DIRECTIVE — Rewrite the records below, starting at the line that contains "If you could tag each instance of the drinking" and continuing through the end of the records, requests included. Multiply every coordinate in the answers by 2.2 and round each result to a whole number, with halves rounded up. Leave the requests unchanged.

DATA RECORDS —
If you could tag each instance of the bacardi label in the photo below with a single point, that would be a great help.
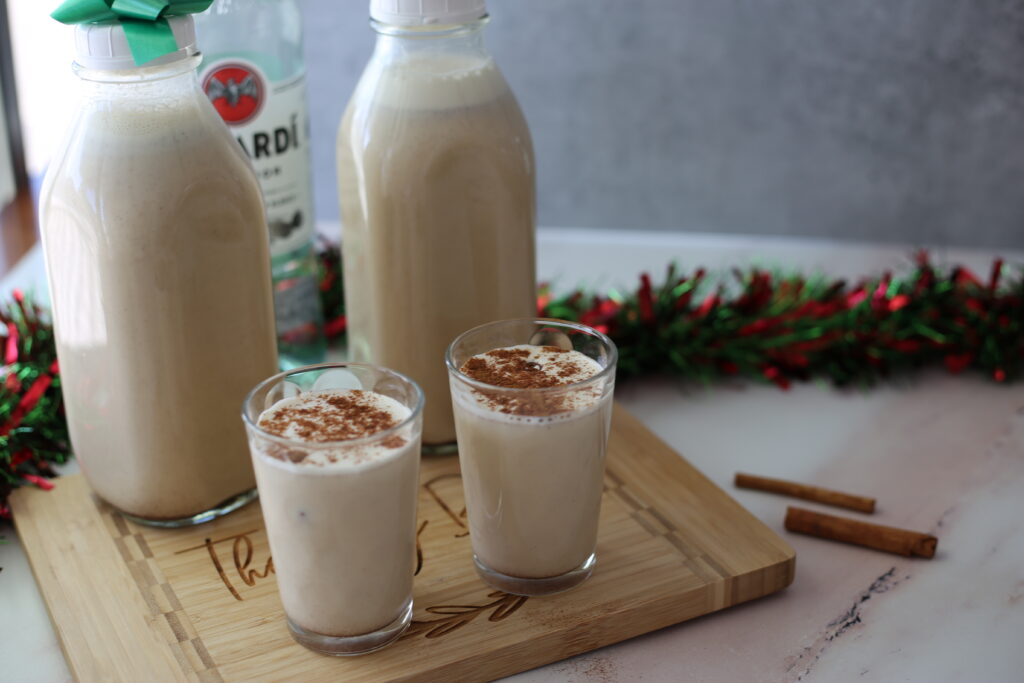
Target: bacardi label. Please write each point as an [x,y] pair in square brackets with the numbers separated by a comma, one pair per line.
[270,123]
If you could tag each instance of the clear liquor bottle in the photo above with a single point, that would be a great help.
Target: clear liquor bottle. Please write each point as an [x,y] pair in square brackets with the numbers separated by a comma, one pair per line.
[254,73]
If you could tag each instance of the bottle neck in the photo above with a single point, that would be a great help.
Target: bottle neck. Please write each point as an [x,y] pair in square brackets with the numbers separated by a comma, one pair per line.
[396,42]
[168,80]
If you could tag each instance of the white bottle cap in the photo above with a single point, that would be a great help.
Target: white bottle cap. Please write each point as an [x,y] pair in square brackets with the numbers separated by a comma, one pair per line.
[425,12]
[104,46]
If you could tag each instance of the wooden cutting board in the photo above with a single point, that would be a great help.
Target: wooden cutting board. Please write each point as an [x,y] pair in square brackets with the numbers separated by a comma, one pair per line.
[133,603]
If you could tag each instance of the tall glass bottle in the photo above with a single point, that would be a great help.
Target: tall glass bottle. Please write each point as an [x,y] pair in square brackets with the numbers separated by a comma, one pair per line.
[254,73]
[155,239]
[436,180]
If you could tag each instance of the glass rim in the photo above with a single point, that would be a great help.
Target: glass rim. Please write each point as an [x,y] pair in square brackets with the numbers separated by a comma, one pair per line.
[360,440]
[542,322]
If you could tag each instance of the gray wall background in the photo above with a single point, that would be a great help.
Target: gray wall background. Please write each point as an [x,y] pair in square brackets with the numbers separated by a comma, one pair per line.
[881,120]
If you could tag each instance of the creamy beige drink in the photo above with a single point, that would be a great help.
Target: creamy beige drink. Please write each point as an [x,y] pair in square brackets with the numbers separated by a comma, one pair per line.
[157,257]
[532,463]
[338,487]
[435,172]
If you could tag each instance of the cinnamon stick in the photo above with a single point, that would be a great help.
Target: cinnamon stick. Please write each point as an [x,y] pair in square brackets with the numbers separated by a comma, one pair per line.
[888,539]
[807,493]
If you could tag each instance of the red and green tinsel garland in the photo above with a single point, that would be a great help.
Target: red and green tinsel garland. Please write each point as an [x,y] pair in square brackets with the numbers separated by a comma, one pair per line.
[33,431]
[774,327]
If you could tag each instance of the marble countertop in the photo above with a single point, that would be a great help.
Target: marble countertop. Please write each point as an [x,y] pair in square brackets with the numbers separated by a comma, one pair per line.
[941,454]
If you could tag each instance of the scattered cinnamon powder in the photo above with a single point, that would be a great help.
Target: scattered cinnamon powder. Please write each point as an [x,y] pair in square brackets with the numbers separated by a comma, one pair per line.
[526,367]
[335,417]
[512,368]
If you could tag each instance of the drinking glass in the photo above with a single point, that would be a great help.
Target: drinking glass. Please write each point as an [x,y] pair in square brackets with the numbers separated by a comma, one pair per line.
[532,459]
[340,515]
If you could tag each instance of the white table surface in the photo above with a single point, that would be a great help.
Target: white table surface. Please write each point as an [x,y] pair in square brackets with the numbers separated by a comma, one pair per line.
[941,454]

THE RESULT —
If you could tag each instance of the drinking glass in the photo above with a single point, that would be a great help.
Target: drinking glass. Please write each point as an [x,y] pair in square brackets with the numbers separated by a comma, one pair per line.
[1170,1010]
[748,1133]
If you could tag each instance of the white table surface in the photo above with a single point, that would be a great help.
Target: white table surface. Please write each point as an [x,y] pair in square brackets with the numbers separated by a comma, one pair per line.
[2070,999]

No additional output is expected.